— Begin Dataset content —
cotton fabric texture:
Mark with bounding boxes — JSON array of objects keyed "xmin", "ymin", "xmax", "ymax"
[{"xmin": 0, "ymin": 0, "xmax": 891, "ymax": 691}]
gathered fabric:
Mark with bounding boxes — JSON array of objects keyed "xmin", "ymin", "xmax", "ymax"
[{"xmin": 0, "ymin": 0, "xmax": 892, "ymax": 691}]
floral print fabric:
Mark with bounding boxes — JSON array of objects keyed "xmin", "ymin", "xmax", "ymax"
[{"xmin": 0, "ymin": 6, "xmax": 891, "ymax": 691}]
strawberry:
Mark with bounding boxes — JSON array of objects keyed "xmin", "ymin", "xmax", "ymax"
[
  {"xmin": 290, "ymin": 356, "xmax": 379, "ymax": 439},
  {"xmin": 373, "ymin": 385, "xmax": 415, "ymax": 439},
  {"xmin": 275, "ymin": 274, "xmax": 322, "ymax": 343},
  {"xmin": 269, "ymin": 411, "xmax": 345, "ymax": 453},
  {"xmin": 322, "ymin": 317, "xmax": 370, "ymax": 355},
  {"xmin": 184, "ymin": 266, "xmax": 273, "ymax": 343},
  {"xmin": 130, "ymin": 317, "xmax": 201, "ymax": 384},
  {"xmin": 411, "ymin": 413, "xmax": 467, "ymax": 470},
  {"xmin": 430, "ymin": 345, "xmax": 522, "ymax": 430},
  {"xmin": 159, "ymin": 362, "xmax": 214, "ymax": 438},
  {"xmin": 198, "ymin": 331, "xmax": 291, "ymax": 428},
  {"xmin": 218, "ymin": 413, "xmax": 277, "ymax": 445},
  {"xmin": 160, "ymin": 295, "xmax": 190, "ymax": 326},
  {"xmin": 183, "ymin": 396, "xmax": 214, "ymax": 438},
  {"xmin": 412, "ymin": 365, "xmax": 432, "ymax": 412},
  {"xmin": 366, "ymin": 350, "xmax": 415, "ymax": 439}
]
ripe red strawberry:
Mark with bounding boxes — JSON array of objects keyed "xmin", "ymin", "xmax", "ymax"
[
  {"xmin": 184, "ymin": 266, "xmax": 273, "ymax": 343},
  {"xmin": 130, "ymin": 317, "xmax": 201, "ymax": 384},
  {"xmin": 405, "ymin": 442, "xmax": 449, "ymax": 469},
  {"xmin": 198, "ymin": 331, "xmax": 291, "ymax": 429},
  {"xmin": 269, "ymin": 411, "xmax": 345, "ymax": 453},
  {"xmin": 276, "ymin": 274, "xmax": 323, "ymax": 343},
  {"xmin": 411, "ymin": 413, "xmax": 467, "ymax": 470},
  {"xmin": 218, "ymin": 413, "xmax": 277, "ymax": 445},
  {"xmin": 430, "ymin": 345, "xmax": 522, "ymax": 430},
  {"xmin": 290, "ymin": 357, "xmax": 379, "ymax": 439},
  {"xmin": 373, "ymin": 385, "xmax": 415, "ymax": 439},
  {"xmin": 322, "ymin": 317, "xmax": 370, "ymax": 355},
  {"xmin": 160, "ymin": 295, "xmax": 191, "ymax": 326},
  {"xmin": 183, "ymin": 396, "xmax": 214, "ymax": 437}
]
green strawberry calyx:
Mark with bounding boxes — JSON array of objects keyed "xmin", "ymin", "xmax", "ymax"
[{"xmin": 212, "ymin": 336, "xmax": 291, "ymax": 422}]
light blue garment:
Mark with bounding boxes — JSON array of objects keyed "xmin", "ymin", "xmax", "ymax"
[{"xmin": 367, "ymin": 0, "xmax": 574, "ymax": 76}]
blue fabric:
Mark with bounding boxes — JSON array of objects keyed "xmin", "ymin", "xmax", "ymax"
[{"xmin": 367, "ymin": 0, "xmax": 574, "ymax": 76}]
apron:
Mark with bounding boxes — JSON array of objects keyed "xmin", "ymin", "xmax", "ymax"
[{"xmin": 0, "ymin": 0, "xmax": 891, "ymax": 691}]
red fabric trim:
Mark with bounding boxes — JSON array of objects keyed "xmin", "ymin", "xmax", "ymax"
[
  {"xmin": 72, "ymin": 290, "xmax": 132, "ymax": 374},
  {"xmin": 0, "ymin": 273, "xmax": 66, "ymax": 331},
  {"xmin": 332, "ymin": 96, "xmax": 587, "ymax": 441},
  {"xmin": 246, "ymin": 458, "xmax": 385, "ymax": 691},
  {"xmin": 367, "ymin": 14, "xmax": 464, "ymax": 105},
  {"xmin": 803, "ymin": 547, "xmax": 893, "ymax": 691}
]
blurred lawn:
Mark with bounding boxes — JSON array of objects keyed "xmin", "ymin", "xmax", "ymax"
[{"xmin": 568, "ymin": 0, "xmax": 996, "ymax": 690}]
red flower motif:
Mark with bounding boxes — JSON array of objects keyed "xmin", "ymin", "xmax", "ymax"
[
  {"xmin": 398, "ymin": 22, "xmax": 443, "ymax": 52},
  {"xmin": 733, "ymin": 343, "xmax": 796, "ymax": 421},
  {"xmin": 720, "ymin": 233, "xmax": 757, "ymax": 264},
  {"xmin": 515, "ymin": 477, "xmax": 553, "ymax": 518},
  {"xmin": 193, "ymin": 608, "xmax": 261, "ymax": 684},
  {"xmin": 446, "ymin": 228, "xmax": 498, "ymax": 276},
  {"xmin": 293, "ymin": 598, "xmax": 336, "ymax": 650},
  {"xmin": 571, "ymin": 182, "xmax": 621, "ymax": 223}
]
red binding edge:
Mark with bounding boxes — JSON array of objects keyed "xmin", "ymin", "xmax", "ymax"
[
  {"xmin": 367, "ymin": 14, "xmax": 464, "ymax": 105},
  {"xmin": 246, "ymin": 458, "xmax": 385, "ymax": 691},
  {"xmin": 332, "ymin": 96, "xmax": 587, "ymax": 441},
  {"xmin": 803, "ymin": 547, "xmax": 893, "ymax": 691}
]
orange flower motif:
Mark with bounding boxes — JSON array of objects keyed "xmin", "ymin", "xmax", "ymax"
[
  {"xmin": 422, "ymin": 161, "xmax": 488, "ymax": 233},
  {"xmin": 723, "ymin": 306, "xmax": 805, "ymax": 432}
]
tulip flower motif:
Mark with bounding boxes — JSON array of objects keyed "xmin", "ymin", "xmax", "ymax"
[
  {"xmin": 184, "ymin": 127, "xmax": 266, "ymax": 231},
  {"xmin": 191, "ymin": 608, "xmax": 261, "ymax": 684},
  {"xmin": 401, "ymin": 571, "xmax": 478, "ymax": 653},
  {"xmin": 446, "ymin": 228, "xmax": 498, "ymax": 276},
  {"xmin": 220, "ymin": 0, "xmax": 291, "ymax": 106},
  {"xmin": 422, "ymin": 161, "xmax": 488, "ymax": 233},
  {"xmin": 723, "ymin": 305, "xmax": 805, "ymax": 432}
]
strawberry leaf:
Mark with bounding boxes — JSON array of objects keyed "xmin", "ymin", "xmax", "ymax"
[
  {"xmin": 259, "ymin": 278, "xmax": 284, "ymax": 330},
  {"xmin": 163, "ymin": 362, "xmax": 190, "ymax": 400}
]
— End Dataset content —
Written request: Count the lines in the rows above that include the string "strawberry". Reply with the total alone.

Expected answer: 4